Les nouveaux propriétaires de l'établissement lui ont alors confié un
mandat de gestion pour la rénovation de l'immeuble ainsi que pour la
comptabilité. A. s'est vu conférer la signature individuelle sur le
compte commercial ouvert auprès de la Banque vaudoise de crédit, avec
une limite de crédit arrêtée à 1'100'000 francs. Il a abusé de son mandat
pour détourner environ fr. 98'000.- entre mai 1991 et décembre 1992.

    f) En 1991, les époux I., avec lesquels A. s'était lié d'amitié,
ont vendu quatre cabarets dont ils étaient propriétaires, retirant
de l'opération un bénéfice de fr. 6'000'000.-, qui a été réparti sur
différents comptes ouverts auprès de la Banque vaudoise de crédit au
nom de l'épouse. Le 9 juillet 1991, peu avant le décès de son mari,
celle-ci a rédigé une procuration générale en faveur de A., par laquelle
elle conférait à ce dernier le pouvoir d'agir en toutes circonstances et
en tous lieux au mieux de ses intérêts, en la représentant devant toutes
autorités, administrations, régies immobilières ou autres, en gérant et
administrant tous ses biens tant mobiliers qu'immobiliers et en prenant
toutes les décisions utiles. Après le décès de son mari, elle a confirmé,
le 6 août 1991, les pouvoirs ainsi conférés.

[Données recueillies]
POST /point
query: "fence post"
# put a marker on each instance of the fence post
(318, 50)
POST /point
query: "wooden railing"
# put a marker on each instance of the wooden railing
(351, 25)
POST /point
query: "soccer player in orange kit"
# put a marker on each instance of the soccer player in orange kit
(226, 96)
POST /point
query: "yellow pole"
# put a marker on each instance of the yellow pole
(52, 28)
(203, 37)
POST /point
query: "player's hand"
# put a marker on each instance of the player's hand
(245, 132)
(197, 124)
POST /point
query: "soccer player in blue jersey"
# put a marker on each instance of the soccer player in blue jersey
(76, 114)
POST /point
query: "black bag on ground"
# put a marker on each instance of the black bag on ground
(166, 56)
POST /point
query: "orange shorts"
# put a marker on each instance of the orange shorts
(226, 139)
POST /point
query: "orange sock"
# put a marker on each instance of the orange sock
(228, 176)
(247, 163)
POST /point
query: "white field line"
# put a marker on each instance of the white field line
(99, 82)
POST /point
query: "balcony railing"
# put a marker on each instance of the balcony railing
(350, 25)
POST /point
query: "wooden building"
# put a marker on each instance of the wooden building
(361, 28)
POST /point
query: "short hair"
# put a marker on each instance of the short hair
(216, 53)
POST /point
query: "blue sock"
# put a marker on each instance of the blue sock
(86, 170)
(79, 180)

◆ CONSIGNE ◆
Rédigez la suite de l'extrait consacré aux mandats confiés à A., à partir de sa dernière phrase. Le listing provient d'une source distincte.

◆ RÉSULTAT ATTENDU ◆
    A. a débité abusivement les comptes bancaires de sa mandante, soit
en opérant des prélèvements directs, soit en faisant bonifier des sommes
sur son compte personnel auprès de l'UBS. Il a en outre fait verser
sur ce compte les indemnités, représentant une somme totale d'environ
fr. 1'000'000.-, allouées par deux assurances ensuite du décès de Monsieur
I. A. a ainsi détourné au total quelques 1'732'961 francs. Il a affecté
fr. 1'000'000.- à une promotion immobilière pour le compte d'une tierce
personne, dont il répondait en qualité de codébiteur solidaire, a utilisé
fr. 380'000.- pour combler des retraits abusifs sur le compte du crédit
de construction du projet d'Ormont-Dessous, a financé à concurrence de
fr. 64'331.- le train de vie de sa maîtresse et a utilisé le solde pour
lui-même.

    g) Considérant que l'accusé, soit parce qu'il n'avait pas de pouvoir
décisionnel entier, soit parce qu'il n'avait pas été prévu qu'il soit
rémunéré pour ses services, n'avait agi dans aucun des cas en tant que
gérant de fortune, le tribunal a estimé que l'abus de confiance qualifié
ne pouvait être retenu.

    Le tribunal a par ailleurs constaté que les divers abus de confiance
avaient tous été commis avant l'entrée en vigueur, le 1er janvier 1995,
du nouvel article 138 CP; il a observé que le nouveau droit érige l'abus
de confiance simple en crime, alors qu'il s'agissait d'un délit selon
l'ancien droit; il en a déduit que l'art. 140 aCP était applicable,
parce que plus favorable à l'accusé en ce qui concerne la prescription.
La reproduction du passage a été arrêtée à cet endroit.